(DOCUMENT SEGMENT Opens)

Майдан Незалежності 06/10/2010Posted by brendan in Avions, Trains et Voitures, Leçons Culturelles.
Tags: Berehynia, history, kiev, kyiv, Maidan Nezalezhnosti, Orange Revolution, Oscar Niemeyer, politics, travel, ukraine, urban, Viktor Yanukovych, Viktor Yushchenko, walks, wwii, Yulia Tymoshenko
Grown men were reduced by the sweltering summer sun to frolic in fountains. Laughter transformed a blinding stretch of concrete into a festive vacation spot where everyone fought to keep ice-cream from melting around their fingers. Teenagers soaked one another with bottles of water. Photographers jostled for prospective clients who seemed satisfied with their cheap digital cameras and cell phones. An enterprising couple had dragged a Cinderella coach into the plaza and donned period costume, risking heatstroke to pose for pictures.

(DOCUMENT SEGMENT Closes)
(PROVIDED RECORDS Opens)

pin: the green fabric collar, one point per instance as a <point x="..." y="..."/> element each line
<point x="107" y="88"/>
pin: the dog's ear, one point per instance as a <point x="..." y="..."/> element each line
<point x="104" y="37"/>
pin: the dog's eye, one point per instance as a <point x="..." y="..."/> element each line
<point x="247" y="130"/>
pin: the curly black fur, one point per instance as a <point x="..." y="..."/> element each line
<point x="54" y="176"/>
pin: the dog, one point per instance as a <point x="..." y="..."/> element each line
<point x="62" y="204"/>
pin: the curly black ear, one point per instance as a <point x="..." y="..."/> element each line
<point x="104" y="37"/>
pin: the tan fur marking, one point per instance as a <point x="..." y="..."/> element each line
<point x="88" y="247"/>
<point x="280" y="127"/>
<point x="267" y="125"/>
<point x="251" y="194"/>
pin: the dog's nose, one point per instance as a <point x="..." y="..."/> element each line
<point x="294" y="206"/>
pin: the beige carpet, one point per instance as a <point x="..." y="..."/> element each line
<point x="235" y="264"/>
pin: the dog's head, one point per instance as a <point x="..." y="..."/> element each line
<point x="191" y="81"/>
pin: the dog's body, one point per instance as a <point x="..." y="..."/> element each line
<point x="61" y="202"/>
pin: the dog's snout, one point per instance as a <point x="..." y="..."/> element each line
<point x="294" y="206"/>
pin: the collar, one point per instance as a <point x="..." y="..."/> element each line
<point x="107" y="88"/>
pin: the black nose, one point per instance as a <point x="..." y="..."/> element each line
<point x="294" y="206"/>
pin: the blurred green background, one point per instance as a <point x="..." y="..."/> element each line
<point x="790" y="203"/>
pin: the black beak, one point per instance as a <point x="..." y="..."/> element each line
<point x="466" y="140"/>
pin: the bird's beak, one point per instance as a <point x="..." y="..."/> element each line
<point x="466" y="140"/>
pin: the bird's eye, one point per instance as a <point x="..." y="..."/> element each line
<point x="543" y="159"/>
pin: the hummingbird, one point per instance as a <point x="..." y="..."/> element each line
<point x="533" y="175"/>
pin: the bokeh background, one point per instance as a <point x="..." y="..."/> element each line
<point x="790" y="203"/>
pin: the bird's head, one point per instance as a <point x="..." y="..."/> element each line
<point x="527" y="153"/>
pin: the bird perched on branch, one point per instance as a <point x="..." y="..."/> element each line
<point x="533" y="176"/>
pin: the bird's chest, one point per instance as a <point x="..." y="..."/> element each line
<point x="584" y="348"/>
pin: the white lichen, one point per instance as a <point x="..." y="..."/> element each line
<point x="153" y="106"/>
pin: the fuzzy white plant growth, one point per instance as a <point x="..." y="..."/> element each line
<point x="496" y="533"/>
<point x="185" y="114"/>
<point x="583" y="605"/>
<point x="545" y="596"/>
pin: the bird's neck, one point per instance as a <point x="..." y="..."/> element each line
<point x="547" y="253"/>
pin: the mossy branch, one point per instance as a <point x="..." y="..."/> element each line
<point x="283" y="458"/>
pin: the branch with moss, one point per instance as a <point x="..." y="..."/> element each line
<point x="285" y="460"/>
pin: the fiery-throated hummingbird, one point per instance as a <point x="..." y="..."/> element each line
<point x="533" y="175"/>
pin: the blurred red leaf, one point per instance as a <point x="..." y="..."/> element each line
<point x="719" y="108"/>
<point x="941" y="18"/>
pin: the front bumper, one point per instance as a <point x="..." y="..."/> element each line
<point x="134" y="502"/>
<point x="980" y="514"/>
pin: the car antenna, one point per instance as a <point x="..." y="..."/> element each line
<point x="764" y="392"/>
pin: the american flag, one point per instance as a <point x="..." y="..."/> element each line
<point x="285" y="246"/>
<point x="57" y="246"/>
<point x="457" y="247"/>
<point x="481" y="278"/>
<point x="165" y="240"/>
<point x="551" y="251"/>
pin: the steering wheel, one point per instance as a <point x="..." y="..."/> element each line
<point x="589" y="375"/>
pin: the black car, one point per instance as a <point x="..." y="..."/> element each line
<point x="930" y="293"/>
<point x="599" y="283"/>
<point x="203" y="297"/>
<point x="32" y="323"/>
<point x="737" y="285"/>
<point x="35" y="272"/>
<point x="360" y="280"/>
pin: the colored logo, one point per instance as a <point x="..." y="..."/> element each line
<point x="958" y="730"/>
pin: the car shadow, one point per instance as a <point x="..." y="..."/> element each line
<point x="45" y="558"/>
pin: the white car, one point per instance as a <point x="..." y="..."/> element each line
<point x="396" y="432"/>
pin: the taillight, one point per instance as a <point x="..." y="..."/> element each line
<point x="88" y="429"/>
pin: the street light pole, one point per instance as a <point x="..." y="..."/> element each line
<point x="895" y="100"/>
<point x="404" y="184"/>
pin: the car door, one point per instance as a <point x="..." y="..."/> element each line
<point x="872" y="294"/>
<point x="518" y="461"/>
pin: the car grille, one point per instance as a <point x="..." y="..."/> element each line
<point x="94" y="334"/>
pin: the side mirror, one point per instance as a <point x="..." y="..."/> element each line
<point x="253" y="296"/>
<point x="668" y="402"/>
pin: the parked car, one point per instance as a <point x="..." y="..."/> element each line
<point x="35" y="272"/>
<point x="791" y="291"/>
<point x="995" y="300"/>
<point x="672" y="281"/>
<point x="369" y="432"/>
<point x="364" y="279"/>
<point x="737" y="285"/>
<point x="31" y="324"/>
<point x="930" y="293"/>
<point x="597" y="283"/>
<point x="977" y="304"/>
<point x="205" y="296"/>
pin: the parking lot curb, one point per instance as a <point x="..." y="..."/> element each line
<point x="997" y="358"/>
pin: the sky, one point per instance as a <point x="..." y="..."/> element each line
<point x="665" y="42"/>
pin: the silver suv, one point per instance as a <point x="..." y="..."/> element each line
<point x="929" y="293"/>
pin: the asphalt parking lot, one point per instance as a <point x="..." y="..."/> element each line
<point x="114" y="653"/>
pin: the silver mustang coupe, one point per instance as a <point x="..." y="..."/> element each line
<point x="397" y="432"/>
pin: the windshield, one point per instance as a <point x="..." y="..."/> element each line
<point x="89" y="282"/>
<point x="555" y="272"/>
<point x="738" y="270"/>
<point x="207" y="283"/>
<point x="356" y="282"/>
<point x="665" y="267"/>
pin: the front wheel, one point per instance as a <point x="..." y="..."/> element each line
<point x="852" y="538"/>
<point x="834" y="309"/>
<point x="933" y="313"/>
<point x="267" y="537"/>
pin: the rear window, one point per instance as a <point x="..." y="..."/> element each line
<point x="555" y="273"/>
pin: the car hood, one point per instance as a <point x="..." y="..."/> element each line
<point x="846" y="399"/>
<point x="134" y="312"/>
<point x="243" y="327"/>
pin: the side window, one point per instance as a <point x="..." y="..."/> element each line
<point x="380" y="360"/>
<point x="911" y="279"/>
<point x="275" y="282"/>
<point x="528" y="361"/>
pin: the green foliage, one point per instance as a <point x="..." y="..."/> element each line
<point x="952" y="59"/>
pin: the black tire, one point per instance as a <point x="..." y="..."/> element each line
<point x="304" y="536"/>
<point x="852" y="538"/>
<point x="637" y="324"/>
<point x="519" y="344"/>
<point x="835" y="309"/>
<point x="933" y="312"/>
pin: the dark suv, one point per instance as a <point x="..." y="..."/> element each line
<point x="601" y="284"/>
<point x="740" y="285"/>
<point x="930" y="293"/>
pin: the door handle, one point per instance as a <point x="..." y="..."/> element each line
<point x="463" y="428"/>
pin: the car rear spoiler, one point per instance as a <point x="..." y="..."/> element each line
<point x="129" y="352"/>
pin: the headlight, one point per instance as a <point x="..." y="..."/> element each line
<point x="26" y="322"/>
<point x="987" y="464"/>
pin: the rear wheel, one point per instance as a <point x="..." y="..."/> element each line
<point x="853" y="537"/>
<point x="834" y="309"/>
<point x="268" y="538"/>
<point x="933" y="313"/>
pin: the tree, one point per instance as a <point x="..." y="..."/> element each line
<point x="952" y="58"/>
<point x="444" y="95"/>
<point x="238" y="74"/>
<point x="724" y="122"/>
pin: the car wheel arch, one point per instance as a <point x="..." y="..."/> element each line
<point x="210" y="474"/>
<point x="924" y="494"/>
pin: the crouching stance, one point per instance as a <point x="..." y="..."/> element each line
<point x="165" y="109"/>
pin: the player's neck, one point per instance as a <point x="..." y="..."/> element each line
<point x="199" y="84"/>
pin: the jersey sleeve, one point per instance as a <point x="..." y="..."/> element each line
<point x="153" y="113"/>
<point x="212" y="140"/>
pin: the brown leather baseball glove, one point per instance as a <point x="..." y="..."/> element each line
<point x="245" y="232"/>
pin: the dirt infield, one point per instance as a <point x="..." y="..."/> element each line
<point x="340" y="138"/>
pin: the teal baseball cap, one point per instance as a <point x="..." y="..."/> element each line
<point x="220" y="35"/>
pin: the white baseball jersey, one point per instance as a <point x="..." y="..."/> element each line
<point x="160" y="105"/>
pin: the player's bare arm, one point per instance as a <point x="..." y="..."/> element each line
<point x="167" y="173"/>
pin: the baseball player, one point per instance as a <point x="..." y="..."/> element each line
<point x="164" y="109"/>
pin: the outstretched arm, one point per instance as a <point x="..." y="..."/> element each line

(PROVIDED RECORDS Closes)

Could you reproduce the entire blog post about Maidan Nezalezhnosti shown above, word for word, from its header line through the last sentence?

Майдан Незалежності 06/10/2010Posted by brendan in Avions, Trains et Voitures, Leçons Culturelles.
Tags: Berehynia, history, kiev, kyiv, Maidan Nezalezhnosti, Orange Revolution, Oscar Niemeyer, politics, travel, ukraine, urban, Viktor Yanukovych, Viktor Yushchenko, walks, wwii, Yulia Tymoshenko
Grown men were reduced by the sweltering summer sun to frolic in fountains. Laughter transformed a blinding stretch of concrete into a festive vacation spot where everyone fought to keep ice-cream from melting around their fingers. Teenagers soaked one another with bottles of water. Photographers jostled for prospective clients who seemed satisfied with their cheap digital cameras and cell phones. An enterprising couple had dragged a Cinderella coach into the plaza and donned period costume, risking heatstroke to pose for pictures.